WRITTEN EXERCISE: Write the data out again in full, with no departure from the original.

INFORMATION PROVIDED:
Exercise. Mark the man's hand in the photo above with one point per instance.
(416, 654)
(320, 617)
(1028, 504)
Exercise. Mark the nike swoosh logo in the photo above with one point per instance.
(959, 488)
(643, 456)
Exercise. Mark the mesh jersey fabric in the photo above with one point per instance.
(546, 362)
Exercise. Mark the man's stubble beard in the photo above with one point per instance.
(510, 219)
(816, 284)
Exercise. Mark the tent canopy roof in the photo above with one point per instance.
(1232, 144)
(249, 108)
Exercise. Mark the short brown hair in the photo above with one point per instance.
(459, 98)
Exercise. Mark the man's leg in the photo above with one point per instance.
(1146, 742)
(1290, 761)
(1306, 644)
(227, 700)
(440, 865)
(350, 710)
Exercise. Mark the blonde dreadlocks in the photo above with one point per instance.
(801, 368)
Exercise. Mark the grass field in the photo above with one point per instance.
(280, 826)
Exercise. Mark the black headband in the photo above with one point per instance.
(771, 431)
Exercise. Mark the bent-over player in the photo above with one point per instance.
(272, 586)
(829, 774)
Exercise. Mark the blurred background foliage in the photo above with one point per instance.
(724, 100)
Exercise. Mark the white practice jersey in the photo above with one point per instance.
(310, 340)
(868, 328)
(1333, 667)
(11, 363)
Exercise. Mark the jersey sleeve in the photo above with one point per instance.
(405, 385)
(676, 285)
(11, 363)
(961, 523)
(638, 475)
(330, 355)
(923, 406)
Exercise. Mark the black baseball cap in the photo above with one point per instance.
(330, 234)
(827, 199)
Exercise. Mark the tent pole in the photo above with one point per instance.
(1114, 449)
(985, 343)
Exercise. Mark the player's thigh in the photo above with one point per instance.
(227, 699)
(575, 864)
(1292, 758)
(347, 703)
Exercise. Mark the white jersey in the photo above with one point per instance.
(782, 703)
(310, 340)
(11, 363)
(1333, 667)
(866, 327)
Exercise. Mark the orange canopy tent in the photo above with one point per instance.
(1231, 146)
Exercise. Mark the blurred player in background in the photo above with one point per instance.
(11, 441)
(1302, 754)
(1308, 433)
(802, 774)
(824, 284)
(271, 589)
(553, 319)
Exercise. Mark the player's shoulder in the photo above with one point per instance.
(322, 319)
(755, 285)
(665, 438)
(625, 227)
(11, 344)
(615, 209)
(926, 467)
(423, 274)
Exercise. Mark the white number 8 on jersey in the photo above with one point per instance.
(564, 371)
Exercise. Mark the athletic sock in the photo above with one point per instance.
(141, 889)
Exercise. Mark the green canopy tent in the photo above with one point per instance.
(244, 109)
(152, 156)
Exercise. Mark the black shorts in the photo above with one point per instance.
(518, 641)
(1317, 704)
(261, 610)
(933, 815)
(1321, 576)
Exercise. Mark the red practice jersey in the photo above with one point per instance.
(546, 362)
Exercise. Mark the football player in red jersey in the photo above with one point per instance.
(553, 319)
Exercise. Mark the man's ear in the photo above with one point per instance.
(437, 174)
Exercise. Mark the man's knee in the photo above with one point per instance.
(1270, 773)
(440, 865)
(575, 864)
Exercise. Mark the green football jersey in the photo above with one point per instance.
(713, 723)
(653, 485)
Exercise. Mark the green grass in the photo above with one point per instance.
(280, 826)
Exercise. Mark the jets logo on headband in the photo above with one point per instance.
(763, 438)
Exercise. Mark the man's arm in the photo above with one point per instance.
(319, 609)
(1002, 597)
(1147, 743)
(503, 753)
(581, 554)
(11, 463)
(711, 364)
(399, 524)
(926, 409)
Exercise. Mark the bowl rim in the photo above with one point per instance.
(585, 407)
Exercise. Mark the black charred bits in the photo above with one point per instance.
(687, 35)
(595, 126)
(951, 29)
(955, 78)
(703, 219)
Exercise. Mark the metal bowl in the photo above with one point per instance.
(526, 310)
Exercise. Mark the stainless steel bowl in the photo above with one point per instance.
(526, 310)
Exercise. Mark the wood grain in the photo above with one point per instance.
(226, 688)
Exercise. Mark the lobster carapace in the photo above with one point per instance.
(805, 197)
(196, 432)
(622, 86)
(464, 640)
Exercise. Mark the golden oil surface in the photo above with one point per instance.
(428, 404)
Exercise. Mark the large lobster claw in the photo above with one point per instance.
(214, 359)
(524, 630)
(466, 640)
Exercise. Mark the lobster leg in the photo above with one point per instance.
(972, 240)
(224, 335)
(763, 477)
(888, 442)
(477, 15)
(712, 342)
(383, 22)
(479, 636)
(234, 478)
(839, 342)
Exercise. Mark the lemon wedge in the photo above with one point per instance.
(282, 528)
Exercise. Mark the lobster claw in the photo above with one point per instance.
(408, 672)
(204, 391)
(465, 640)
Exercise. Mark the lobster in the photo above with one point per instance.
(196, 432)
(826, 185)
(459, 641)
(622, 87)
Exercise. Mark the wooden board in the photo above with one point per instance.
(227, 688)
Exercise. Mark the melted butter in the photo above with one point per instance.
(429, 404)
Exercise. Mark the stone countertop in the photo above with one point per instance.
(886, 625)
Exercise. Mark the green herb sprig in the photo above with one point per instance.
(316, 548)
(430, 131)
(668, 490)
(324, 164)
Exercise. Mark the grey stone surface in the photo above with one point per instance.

THE OUTPUT:
Exercise. Mark the man's hand in the photo above with one point per instance.
(416, 654)
(320, 617)
(1028, 504)
Exercise. Mark the nike swoosh logo in the photo above with one point per instance.
(959, 488)
(643, 456)
Exercise. Mark the mesh jersey fabric in the photo above with one point per instance.
(546, 362)
Exercise. Mark the man's stubble beard in the photo above with one point per instance.
(510, 219)
(816, 284)
Exercise. Mark the tent canopy roof in the photo above with one point per instance.
(1232, 144)
(249, 108)
Exercise. Mark the short brown hair in the photo above with one point per instance.
(459, 98)
Exercise. Mark the man's leg in the photo above with one point per instance.
(1146, 742)
(1290, 761)
(1306, 644)
(227, 700)
(440, 865)
(350, 710)
Exercise. Mark the blonde dreadlocks in the photo above with one point per instance.
(801, 368)
Exercise. Mark the grass field in the photo above with one point per instance.
(280, 826)
Exercise. Mark the black headband in the photo above with one point per instance.
(771, 431)
Exercise. Mark the bent-over player in the photo above with one point per instance.
(272, 586)
(829, 774)
Exercise. Mark the blurred background foliage in the photo above with one point per instance.
(724, 100)
Exercise. Mark the white practice jersey in the photo above with one point per instance.
(310, 340)
(868, 328)
(1333, 667)
(11, 363)
Exercise. Mark the jersey sleeve in the photo above with one point per instance.
(405, 385)
(676, 285)
(11, 363)
(961, 523)
(638, 475)
(330, 355)
(923, 406)
Exercise. Mark the black baseball cap in the photo above with one point per instance.
(330, 234)
(827, 199)
Exercise. Mark the tent pole in the photo above with one point per instance.
(1114, 449)
(985, 343)
Exercise. Mark the player's thigh in the photo above with one point per instance.
(227, 699)
(575, 864)
(1292, 758)
(347, 703)
Exercise. Mark the white jersey in the photo above with one point per instance.
(782, 703)
(310, 340)
(11, 363)
(1333, 667)
(866, 327)
Exercise. Mark the orange canopy tent in the photo above with one point per instance.
(1231, 146)
Exercise. Mark the blurred player in background in the photo above with one point per instance.
(11, 441)
(1302, 754)
(1308, 433)
(802, 774)
(824, 284)
(271, 589)
(553, 319)
Exercise. Mark the player's shoulder in the photo above with one point per instance.
(322, 319)
(755, 285)
(665, 438)
(625, 227)
(11, 344)
(615, 209)
(926, 467)
(423, 274)
Exercise. Mark the white number 8 on jersey in the photo above with one point per instance.
(564, 371)
Exercise. Mark the athletic sock in the photo above with one point per instance.
(141, 889)
Exercise. Mark the green canopy tent in the photo above with one point per instance.
(244, 109)
(152, 156)
Exercise. Mark the black shorts in the photo above with one point per instance.
(518, 641)
(1317, 704)
(261, 610)
(933, 815)
(1321, 576)
Exercise. Mark the red practice jersey in the photo above with one point per instance.
(546, 362)
Exercise. Mark the football player in red jersey in the photo above with one point per instance.
(553, 319)
Exercise. Mark the man's ear in the photo above with one point per instance.
(437, 174)
Exercise. Mark the man's knee in the photo above with one point per instance.
(1270, 773)
(440, 865)
(575, 864)
Exercise. Mark the green football jersey in the photo above with one point per instance.
(713, 723)
(653, 485)
Exercise. Mark the green grass in the photo above with one point per instance.
(280, 826)
Exercise. Mark the jets logo on headband in the photo above with one point per instance.
(763, 438)
Exercise. Mark the man's arm in the photo above with one point per instance.
(319, 609)
(1002, 597)
(1147, 743)
(503, 753)
(581, 554)
(11, 463)
(711, 364)
(399, 524)
(926, 409)
Exercise. Mark the bowl rim in the photo above with one point per instance.
(585, 407)
Exercise. Mark the black charred bits in the photo above with one point per instance.
(687, 35)
(595, 126)
(951, 29)
(955, 78)
(703, 219)
Exercise. Mark the metal bowl in the photo above with one point per instance.
(526, 310)
Exercise. Mark the stainless steel bowl in the photo above with one point per instance.
(526, 310)
Exercise. Mark the wood grain in the photo above with one point per instance.
(226, 688)
Exercise. Mark the lobster carapace in the photo above with one point per instance.
(805, 197)
(196, 432)
(622, 86)
(464, 640)
Exercise. Mark the golden oil surface in the photo above with one point per instance.
(428, 404)
Exercise. Mark the large lobster claw in the photo above with one point per instance.
(214, 359)
(524, 630)
(466, 640)
Exercise. Mark the lobster leg in the photo above with one point per instance.
(972, 240)
(224, 335)
(763, 477)
(888, 442)
(477, 15)
(712, 342)
(383, 22)
(479, 636)
(234, 478)
(839, 342)
Exercise. Mark the lemon wedge in the photo above with one point per instance.
(282, 528)
Exercise. Mark the lobster claw in the photo above with one point per instance.
(408, 672)
(204, 391)
(465, 640)
Exercise. Mark the lobster in the photo above with one point per instance.
(196, 432)
(826, 185)
(459, 641)
(622, 87)
Exercise. Mark the wooden board in the photo above with one point per instance.
(227, 688)
Exercise. Mark the melted butter in the photo above with one point per instance.
(429, 404)
Exercise. Mark the stone countertop in the photo above with one point per instance.
(886, 625)
Exercise. Mark the green herb sprig in the photo above with one point per instance.
(316, 548)
(430, 131)
(668, 490)
(324, 164)
Exercise. Mark the grey stone surface in the photo above with one point per instance.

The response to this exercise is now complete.